### Short task
Reproduce the listing between the lines holding "--target blue jeans" and "M 10 108 L 9", inclusive, moving every coordinate in the answer paths up by 34 and leaving the request lines and their sample paths unchanged.

### Data section
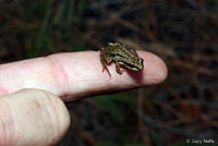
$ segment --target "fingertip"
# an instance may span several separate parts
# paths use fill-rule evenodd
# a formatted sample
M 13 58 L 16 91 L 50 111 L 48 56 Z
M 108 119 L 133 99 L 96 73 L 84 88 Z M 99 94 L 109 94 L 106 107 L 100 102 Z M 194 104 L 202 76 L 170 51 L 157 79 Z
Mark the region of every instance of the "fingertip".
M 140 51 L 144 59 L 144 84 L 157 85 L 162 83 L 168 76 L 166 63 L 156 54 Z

* * *

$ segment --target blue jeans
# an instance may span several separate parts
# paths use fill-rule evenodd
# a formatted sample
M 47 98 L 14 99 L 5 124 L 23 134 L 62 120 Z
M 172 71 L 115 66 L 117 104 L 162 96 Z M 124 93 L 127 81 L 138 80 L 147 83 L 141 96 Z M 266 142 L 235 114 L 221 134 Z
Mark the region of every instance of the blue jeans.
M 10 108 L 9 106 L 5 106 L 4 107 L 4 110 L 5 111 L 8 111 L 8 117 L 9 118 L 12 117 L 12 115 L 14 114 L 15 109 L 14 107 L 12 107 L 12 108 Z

### Final result
$ segment --target blue jeans
# an instance may span several separate parts
# paths use fill-rule evenodd
# a formatted sample
M 47 98 L 14 99 L 5 124 L 23 134 L 62 120 Z
M 172 71 L 115 66 L 117 104 L 162 96 Z M 124 93 L 127 81 L 138 80 L 147 83 L 141 96 Z M 266 142 L 235 114 L 221 134 Z
Mark the region of every instance of the blue jeans.
M 44 142 L 43 140 L 39 140 L 38 141 L 38 144 L 39 145 L 42 145 L 42 151 L 43 152 L 46 151 L 46 149 L 48 148 L 49 143 L 48 141 L 46 141 L 46 142 Z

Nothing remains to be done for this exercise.